Repeat all of the material below exactly as written, images excluded.

** START Extracted information **

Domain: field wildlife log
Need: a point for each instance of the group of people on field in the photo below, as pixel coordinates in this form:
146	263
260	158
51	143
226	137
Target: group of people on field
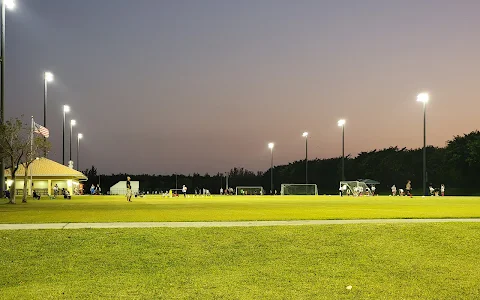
402	192
408	190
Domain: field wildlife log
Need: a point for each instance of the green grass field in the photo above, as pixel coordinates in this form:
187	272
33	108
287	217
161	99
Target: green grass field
236	208
380	261
401	261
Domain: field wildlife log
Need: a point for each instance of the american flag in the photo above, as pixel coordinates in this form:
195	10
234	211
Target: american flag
41	130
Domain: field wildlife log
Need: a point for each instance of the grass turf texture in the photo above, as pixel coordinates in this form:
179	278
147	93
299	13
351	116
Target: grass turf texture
236	208
420	261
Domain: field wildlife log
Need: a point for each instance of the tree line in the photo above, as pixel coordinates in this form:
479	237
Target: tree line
457	165
19	148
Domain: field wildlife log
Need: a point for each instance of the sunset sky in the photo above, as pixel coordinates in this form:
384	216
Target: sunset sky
203	86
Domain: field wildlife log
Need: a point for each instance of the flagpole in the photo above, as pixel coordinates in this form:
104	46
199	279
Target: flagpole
31	156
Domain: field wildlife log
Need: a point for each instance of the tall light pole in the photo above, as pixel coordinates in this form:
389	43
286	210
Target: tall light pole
424	97
66	109
341	123
271	145
10	4
47	77
72	123
305	135
79	137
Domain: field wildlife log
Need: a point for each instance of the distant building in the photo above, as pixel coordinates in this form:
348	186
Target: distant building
120	188
46	174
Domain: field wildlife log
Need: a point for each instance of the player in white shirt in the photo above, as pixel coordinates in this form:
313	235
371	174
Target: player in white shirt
343	190
184	191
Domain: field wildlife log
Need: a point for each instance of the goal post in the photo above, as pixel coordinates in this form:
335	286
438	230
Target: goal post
356	188
298	189
249	190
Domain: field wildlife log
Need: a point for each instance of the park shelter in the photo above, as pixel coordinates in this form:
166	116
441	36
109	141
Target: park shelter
45	174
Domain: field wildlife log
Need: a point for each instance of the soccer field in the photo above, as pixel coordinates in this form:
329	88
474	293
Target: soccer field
400	261
236	208
386	261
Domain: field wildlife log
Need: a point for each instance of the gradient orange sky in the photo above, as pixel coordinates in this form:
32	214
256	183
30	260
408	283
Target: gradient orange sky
203	86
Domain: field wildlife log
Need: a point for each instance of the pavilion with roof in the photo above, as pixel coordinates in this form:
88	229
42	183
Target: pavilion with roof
45	174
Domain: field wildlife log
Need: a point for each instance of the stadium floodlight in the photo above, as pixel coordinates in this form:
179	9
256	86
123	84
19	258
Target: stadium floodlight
424	97
72	123
66	109
6	4
48	76
305	135
10	4
79	137
270	146
341	123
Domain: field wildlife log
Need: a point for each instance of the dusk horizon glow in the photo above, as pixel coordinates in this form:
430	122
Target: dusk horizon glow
186	87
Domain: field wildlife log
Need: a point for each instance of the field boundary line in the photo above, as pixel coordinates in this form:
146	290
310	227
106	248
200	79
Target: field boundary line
227	223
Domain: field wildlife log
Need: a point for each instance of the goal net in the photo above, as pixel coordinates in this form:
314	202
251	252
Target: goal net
355	188
249	190
299	189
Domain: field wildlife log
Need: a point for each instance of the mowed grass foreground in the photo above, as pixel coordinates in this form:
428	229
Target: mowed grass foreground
236	208
401	261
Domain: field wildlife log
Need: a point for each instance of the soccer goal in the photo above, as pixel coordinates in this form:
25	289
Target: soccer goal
356	188
249	190
299	189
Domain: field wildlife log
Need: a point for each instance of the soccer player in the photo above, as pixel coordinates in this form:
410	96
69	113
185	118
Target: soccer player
432	190
129	190
408	188
343	190
184	191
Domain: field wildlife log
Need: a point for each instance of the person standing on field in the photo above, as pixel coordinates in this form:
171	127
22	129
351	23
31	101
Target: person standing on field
129	190
184	191
408	188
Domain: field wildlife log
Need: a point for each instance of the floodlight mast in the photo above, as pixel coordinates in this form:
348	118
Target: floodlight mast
424	97
6	4
305	135
271	146
79	137
66	109
72	123
341	123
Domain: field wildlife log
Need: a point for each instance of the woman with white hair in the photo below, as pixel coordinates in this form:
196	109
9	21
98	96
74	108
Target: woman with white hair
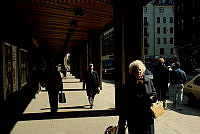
138	94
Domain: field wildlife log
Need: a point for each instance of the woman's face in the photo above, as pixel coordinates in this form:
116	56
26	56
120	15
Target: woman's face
137	72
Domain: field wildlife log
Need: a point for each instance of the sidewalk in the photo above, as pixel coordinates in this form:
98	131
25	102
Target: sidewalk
75	117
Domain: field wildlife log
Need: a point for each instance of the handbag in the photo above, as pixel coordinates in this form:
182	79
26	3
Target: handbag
157	109
61	97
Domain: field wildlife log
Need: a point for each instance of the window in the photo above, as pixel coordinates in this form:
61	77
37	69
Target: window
171	30
165	40
145	19
158	40
164	19
145	9
171	40
158	30
161	10
197	81
158	19
164	30
171	20
171	50
145	51
162	51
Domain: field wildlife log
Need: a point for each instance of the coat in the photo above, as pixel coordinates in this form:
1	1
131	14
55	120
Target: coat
135	104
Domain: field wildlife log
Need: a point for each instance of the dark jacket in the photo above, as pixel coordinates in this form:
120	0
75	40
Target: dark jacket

** END Extracted information **

◆ **Problem solution**:
Domain: field wildlife log
Need: a point for each instance of the group of people on field in the photo below, as pixel coordinates in this form:
146	263
260	158
51	143
226	137
Target: group of people on field
402	192
408	190
Domain: field wildlife log
Need: a point for each instance of the green grass field in the photo above, as pixel coordinates in this form:
187	272
33	108
287	217
161	99
Target: green grass field
236	208
380	261
401	261
Domain: field wildlife log
Need: a point for each instance of the american flag in the photo above, as pixel coordinates in this form:
195	10
234	211
Target: american flag
41	130
Domain: field wildlife log
Need: a point for each instance of the grass turf texture in the photo above, as pixel coordinates in this form:
179	278
147	93
299	13
351	116
Target: grass turf texture
236	208
420	261
Domain: field wildlife log
Need: a point for each instance of the tree line in the photo above, as pixel coordinates in this form:
479	237
Target: tree line
457	165
19	148
Domain: field wildlife log
Need: a point for each instance of the sunset sky in the photo above, as pixel coordinates in this form:
384	216
Target: sunset sky
203	86
Domain: field wildlife log
Need: a point for each instance of the flagpole in the photo above, as pixel coordinates in this form:
104	46
199	279
Target: flagpole
31	156
Domain: field wildlife log
Need: a point for each instance of the tall light pole in the photo above, as pixel coordinates in this form:
389	43
286	210
Target: tall light pole
424	97
66	109
341	123
271	145
10	4
47	77
72	123
305	135
79	137
Domain: field wildlife log
Need: a point for each instance of the distant building in the photo above, as pixel coordinates in this form:
348	186
Target: distant building
120	188
46	174
Domain: field wildlife log
Need: a point for each instance of the player in white shirt in the photo above, as pixel coordinates in this form:
313	235
371	174
Target: player in white shirt
343	190
184	191
Domain: field wildlife log
Need: a point for each instance of the goal post in the photo above, as pixel coordinates in this form:
335	286
438	230
Target: goal post
356	188
298	189
249	190
Domain: field wildlife log
Need: a point for each instance of the park shelter in the photo above, as pixel coordinates in this form:
166	116
441	36
109	141
Target: park shelter
45	174
Domain: field wildlife log
Need: a point for each instance of the soccer field in the photo above, as pixel coordinates in this form:
329	88
474	293
Target: soccer field
400	261
236	208
386	261
Domain: field wildlife log
Need: a point for each instance of the gradient orange sky in the photo above, as pixel coordinates in this form:
32	214
256	183
30	260
408	283
Target: gradient orange sky
203	86
Domain: field wildlife log
Need: a point for each instance of the pavilion with roof in the photo above, as pixel coordinates in this form:
88	229
42	183
Target: pavilion with roof
45	174
Domain: field wildlife log
Need: a point for each instance of the stadium floodlight in the photo above, as pixel coordinates in this form:
179	9
256	86
123	84
19	258
Target: stadium floodlight
424	97
72	123
66	109
6	4
48	76
305	135
10	4
79	137
270	146
341	123
Domain: field wildlife log
Need: a point for each instance of the dusk horizon glow in the photo above, as pixel coordinates in this form:
430	122
Target: dusk horizon glow
186	87
Domain: field wildlife log
Need: a point for each instance of the field boundary line in the photo above, as pixel coordinates in this form:
146	290
310	227
106	248
200	79
Target: field boundary line
227	223
Domain: field wildlife log
Need: a point for each instance of the goal net in the photo above, as pixel coordinates in this form:
314	202
251	252
Target: goal net
355	188
249	190
299	189
Domain: field wildlife log
Need: a point for each instance of the mowed grass foreground in the photo above, as pixel coordinates in this form:
428	229
Target: mowed grass foreground
236	208
401	261
Domain: field wildlife log
Need: a point for each instance of the soccer goal in the photo above, as pixel coordinates in this form:
25	289
Target: soccer goal
356	188
249	190
299	189
Domain: field wildlife log
Need: a point for each instance of the soccer player in the photo above, as pixel coordinates in this form:
410	96
69	113
185	118
Target: soccer player
432	190
129	190
408	188
343	190
184	191
Domain: field wildlife log
Need: a point for each instance of the person standing on field in the photo above, as pixel coordinates in this form:
171	127
22	129
351	23
31	101
Target: person standing on field
129	190
184	191
408	188
Domain: field wildlife log
Need: a point for each instance of the floodlight mast in the photo above, as pixel coordinates in this form:
348	118
Target: floodlight mast
424	97
6	4
305	135
271	146
79	137
66	109
72	123
341	123
Domain: field wildlife log
Need: a point for each instance of the woman with white hair in the photo below, as pixel coordinates in this form:
196	109
9	21
98	96
74	108
Target: woman with white hair
138	94
Domain: field wildlife log
Need: a point for each instance of the woman's face in the photo above, as pixel coordinates in this form:
116	56
26	56
120	15
Target: woman's face
137	72
Domain: field wildlife log
Need: a point for each instance of the sidewalk in the photo above, as pixel coordinates in this form:
98	131
25	102
Target: sidewalk
75	117
Domain: field wildlife log
Need: a point for each instance of the handbag in the photo above, as pixel coordinates in this form:
182	79
26	3
Target: handbag
157	109
61	97
Domain: field wildlife log
Need: a point for each instance of the window in the photo above, as pixel coordinates in this form:
61	77
37	69
Target: window
171	30
165	40
145	19
158	40
164	19
145	9
171	40
158	30
161	10
197	81
158	19
164	30
171	20
171	50
145	51
162	51
Domain: field wildlife log
Need: a point for each instance of the coat in the photo above, as pixel coordinates in this form:
1	1
131	14
55	120
Target: coat
135	104
Domain: field wildlife log
Need: a point for each instance of the dark jacket in the photo above, as pixel coordinates in this form:
120	0
75	40
Target: dark jacket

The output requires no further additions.